• [Source extract]:
[Start of Attachment]
The spark for this price rise is the Sprott Physical Uranium Trust (SPUT), which started buying up and storing physical uranium a few weeks back.
Big day as #Uranium spot breaks through $35 to set a new 6-year high. Happy to be doing our part as Sprott Physical Uranium Trust added another 400k lbs of U308.#Nuclear #U3O8 #lowcarbon #SPUT $U.UN $U.U
For more information and disclosures, visit: https://t.co/LAsp4rJkmP
— Sprott Asset Management (@Sprott) September 1, 2021
A gigawatt-class reactor uses around 450,000 pounds per year, so this is no small amount. SPUT is removing it from market circulation for the long term, and they aren’t the only ones.
Two other companies have already declared their intent to build ATM offering programs and “I doubt they will be the last to do so”, says 808s Online, a blog run by a US nuclear professional.
Uranium bulls are convinced continued tightness in the market and the emergence of these new yellowcake buying public trusts will see prices for the nuclear fuel finally take off.
This will prove to be the best commodity bull market of our life times. From the March lows of 2020 when stocks where tossed away by panic sellers to the peak to 2026-2030 it will be one for the record books
— Kevin Bambrough (@BambroughKevin) September 1, 2021
That’s Kevin Bambrough, former boss at Sprott and a guy who probably knows uranium more than most.
A generally accepted ~$US60/lb incentive price, which we are still well short of.
It’s also important to know that the spot market is just an indicator of the term contract market, where most of the action happens between uranium miners and the utilities.
This is where the interesting stuff is happening right now, says Boss Energy’s Duncan Craib.
“What we are focused on is the term contracts, and recently they have been entered into at about $US40/lb,” he told Stockhead.
“Utility fuel buyers have been busy extending and modifying existing contracts [with incumbent producers] to satisfy some near-term demand at advantageous terms.
[End of Attachment]
• [Stored data]:
[Start of Attachment]
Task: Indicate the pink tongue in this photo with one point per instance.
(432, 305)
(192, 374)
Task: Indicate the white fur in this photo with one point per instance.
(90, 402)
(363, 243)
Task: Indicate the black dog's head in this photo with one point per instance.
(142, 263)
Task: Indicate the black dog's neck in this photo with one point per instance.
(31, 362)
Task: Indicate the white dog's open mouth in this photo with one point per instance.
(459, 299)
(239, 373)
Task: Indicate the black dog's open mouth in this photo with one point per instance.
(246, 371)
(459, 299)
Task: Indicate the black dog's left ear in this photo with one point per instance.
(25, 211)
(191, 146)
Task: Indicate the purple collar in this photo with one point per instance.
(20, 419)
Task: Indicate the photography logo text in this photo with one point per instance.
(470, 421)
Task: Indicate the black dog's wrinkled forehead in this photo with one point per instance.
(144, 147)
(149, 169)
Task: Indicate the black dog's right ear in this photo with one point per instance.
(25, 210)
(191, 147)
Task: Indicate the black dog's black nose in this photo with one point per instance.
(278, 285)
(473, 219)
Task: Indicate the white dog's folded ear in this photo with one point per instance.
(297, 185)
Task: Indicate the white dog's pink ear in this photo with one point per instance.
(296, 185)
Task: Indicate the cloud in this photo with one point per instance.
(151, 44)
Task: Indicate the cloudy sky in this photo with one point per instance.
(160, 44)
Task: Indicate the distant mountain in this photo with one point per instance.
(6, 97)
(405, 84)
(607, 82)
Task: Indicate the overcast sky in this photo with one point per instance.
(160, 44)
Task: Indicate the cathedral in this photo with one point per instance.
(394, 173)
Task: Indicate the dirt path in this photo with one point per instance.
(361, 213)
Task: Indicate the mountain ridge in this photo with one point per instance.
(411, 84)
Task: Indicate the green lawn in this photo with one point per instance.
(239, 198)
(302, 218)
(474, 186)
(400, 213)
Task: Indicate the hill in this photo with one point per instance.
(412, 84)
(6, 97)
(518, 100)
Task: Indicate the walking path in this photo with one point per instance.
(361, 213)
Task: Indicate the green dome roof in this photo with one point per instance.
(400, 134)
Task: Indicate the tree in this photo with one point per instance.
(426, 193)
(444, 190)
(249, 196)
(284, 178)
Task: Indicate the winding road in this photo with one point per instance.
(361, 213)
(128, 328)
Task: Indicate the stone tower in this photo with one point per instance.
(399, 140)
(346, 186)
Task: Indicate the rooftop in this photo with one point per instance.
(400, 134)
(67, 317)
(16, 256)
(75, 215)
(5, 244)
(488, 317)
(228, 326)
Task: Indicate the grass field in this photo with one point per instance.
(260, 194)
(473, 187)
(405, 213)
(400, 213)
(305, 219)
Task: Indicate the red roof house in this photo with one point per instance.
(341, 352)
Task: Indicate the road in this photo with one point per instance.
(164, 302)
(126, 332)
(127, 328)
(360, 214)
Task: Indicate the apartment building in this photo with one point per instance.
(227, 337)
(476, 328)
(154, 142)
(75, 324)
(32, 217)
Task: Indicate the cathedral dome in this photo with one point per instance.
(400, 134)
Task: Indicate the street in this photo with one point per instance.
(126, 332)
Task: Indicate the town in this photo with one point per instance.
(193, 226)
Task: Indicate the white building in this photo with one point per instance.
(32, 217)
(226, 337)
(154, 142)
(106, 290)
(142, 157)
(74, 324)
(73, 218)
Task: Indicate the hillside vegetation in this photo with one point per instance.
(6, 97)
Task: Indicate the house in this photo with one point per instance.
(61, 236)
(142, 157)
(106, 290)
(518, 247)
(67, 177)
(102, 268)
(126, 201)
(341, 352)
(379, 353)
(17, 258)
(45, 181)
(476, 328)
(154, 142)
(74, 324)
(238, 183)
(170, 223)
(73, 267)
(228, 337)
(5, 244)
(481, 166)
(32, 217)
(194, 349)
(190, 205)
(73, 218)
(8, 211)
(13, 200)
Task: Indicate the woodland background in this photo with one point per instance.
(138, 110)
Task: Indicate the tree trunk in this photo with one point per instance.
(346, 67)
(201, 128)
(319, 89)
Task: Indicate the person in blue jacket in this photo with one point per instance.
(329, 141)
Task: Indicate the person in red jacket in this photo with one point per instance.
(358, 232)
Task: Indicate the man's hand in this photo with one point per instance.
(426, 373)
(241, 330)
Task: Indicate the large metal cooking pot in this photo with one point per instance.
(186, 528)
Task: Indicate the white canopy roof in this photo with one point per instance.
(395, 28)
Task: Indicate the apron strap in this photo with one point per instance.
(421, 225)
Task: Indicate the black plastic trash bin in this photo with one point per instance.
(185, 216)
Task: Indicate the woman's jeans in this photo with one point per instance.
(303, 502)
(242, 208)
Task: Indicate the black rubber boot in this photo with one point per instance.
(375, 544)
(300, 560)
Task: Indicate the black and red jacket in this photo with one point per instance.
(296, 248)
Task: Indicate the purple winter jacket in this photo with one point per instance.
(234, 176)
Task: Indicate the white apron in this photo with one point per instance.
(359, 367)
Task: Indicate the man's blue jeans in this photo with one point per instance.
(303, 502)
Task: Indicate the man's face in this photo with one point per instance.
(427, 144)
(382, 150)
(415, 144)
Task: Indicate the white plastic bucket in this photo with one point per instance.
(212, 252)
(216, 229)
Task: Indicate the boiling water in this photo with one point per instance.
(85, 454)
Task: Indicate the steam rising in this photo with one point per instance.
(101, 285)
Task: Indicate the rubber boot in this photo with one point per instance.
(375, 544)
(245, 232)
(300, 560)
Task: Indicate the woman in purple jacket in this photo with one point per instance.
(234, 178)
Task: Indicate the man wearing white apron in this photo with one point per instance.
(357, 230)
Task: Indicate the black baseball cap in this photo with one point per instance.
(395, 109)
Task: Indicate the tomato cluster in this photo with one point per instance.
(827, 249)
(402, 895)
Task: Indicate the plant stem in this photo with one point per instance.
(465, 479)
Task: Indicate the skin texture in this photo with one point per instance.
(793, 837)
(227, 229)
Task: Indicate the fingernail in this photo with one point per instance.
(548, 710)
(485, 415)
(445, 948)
[End of Attachment]
• [Exercise prompt]: Continue the article on the uranium price rise from its final sentence.

• [Reply to the exercise]:
“In return, they are granting these existing suppliers higher prices in the longer term.”
That is normally a precursor to more general contracting with the next crop of producers — like Boss (ASX:BOE), Paladin (ASX:PDN), Vimy (ASX:VMY), and Bannerman (ASX:BMN) (just to name a few) – who are basically waiting for contracts (offtake agreements) at higher prices to pull the trigger on development.
When fuel buyers come out to do more general contracting, they will need to incentivise these new mines to come online, Craib says.
“I think what will happen is a realisation in the industry that there just isn’t that available supply, and that new mines need to be developed,” he says.
“That’s when the price will really start to move.
“That’s where our [fully permitted] Honeymoon project in South Australia is in such a good position. It is a restart project, and the current spot price is above our breakeven price.”
Price rises to +$US60/lb (and maybe beyond) are unavoidable, Craib says.
“Demand is increasing, primary supply has dropped off significantly, and inventory levels are being drawn down,” he says.
“It’s inevitable that new mines will have to come online – and they will need to be supported by a rise in contract prices.”